Write out the data below as a JSON array of strings, with each line as its own string and blank lines omitted.
---
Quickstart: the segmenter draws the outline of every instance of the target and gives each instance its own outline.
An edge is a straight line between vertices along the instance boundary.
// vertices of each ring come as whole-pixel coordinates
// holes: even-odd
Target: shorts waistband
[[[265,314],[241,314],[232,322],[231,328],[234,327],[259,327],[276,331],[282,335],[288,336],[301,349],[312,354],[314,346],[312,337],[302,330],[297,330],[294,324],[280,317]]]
---
- _Finished answer_:
[
  "Quickstart: the segmenter draws the outline of every instance of the target and gives each instance its own outline.",
  "An edge is a straight line between vertices along the instance boundary.",
  "// vertices of each ring come as whole-pixel coordinates",
  "// holes: even-odd",
  "Target: shorts waistband",
  "[[[265,314],[241,314],[232,322],[231,328],[234,327],[259,327],[276,331],[282,335],[288,336],[301,349],[312,354],[314,346],[312,337],[302,330],[297,330],[294,324],[280,317]]]"
]